═════ THE DATA ═════

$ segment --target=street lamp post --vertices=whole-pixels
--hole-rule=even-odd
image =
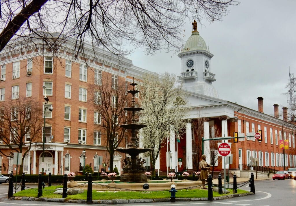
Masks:
[[[172,157],[173,156],[173,153],[170,150],[170,170],[171,172],[173,172],[173,168],[172,168]]]
[[[51,112],[52,112],[52,110],[53,109],[52,107],[50,108],[49,108],[47,107],[46,107],[46,104],[47,104],[48,101],[49,101],[49,99],[48,99],[48,97],[46,96],[46,90],[45,89],[46,88],[46,87],[45,86],[42,86],[42,88],[43,88],[43,89],[44,90],[44,94],[45,94],[45,96],[44,97],[44,100],[45,101],[44,104],[44,109],[43,112],[43,118],[44,119],[44,122],[43,124],[43,145],[42,147],[42,174],[44,174],[44,144],[45,143],[45,113],[46,111],[46,109],[48,109]]]
[[[83,174],[85,174],[85,153],[86,153],[85,150],[83,150],[82,152],[83,154]]]

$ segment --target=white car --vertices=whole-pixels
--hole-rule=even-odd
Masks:
[[[9,181],[9,178],[0,174],[0,184],[3,182],[8,183]]]

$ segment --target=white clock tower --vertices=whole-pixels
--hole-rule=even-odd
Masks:
[[[184,48],[178,54],[181,58],[182,71],[179,82],[185,90],[214,97],[218,97],[212,84],[215,75],[210,72],[211,59],[214,55],[207,47],[205,42],[196,30],[186,42]]]

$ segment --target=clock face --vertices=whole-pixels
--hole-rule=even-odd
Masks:
[[[186,65],[188,68],[190,68],[193,66],[194,63],[194,62],[193,61],[193,60],[192,59],[189,59],[187,60],[187,61],[186,63]]]
[[[207,69],[209,68],[209,62],[207,60],[205,61],[205,68]]]

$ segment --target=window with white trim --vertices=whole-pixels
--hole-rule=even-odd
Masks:
[[[44,112],[45,112],[45,118],[50,119],[52,117],[52,112],[49,111],[49,108],[52,107],[52,105],[51,104],[47,104],[44,105],[43,107],[43,116],[44,116]],[[45,107],[47,107],[46,109]]]
[[[277,129],[274,130],[274,141],[275,142],[276,145],[277,145],[279,144],[279,138],[278,137]]]
[[[27,83],[26,90],[26,96],[28,97],[32,96],[32,83]]]
[[[266,127],[264,127],[264,142],[267,143],[267,128]]]
[[[20,86],[17,85],[11,87],[11,99],[18,99],[20,94]]]
[[[289,133],[289,147],[291,147],[292,146],[292,143],[291,141],[292,139],[291,137],[291,133]]]
[[[276,153],[276,167],[279,167],[279,153]]]
[[[246,135],[247,136],[249,136],[249,133],[250,132],[250,126],[249,124],[249,122],[246,122]],[[250,138],[249,137],[247,137],[247,140],[250,140]]]
[[[12,63],[12,78],[20,77],[20,62],[15,61]]]
[[[113,89],[117,89],[118,84],[118,76],[115,75],[112,75],[112,88]]]
[[[79,88],[79,100],[86,102],[87,96],[87,90],[83,88]]]
[[[65,115],[64,118],[67,120],[71,119],[71,107],[65,106]]]
[[[240,119],[237,120],[237,131],[239,134],[242,133],[242,121]]]
[[[27,60],[27,71],[32,72],[33,71],[33,59],[29,58]]]
[[[72,73],[72,65],[71,61],[66,60],[65,66],[65,76],[68,77],[71,77]]]
[[[30,142],[31,140],[31,131],[28,127],[26,128],[26,134],[25,137],[26,142]]]
[[[269,166],[269,154],[267,152],[265,152],[265,166]]]
[[[28,172],[29,171],[29,155],[28,153],[25,156],[23,164],[23,172]]]
[[[53,71],[53,58],[52,57],[44,57],[44,73],[52,74]]]
[[[98,112],[94,112],[94,123],[101,124],[101,114]]]
[[[43,85],[45,86],[45,89],[43,90],[43,96],[48,96],[52,95],[52,83],[44,82]]]
[[[0,101],[5,100],[5,88],[0,89]]]
[[[65,163],[64,164],[65,165],[65,172],[70,172],[70,154],[69,153],[67,153],[65,154]]]
[[[80,109],[78,110],[78,121],[81,122],[86,122],[86,110]]]
[[[45,127],[44,136],[45,137],[45,143],[48,143],[52,140],[52,127]]]
[[[97,85],[102,85],[102,73],[100,70],[95,69],[94,84]]]
[[[79,67],[79,80],[87,81],[87,69],[86,65],[80,64]]]
[[[258,166],[263,166],[263,153],[261,151],[258,152]]]
[[[1,67],[1,78],[4,81],[6,76],[6,65],[4,64]]]
[[[78,129],[78,141],[86,142],[86,130]]]
[[[17,107],[12,108],[10,114],[10,120],[11,121],[17,120],[18,118],[18,108]]]
[[[99,131],[94,131],[94,144],[101,145],[101,132]]]
[[[64,141],[70,142],[70,128],[65,127],[64,128]]]
[[[65,98],[71,98],[71,85],[69,84],[65,85]]]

═════

> _WORK REQUIRED_: Rewrite the records from the line containing "--target=clock face --vertices=whole-pixels" through the line containing "[[[207,69],[209,68],[209,62],[207,60],[205,61],[205,68]]]", with "even-odd" replaced by "nonzero" and everything else unchanged. Give only those lines.

> _OUTPUT OF THE EXERCISE_:
$ segment --target=clock face --vertices=whole-pixels
--hole-rule=nonzero
Masks:
[[[186,65],[188,68],[190,68],[193,66],[194,63],[194,62],[193,61],[193,60],[192,59],[189,59],[187,60],[187,61],[186,63]]]
[[[207,69],[209,68],[209,62],[207,60],[205,61],[205,68]]]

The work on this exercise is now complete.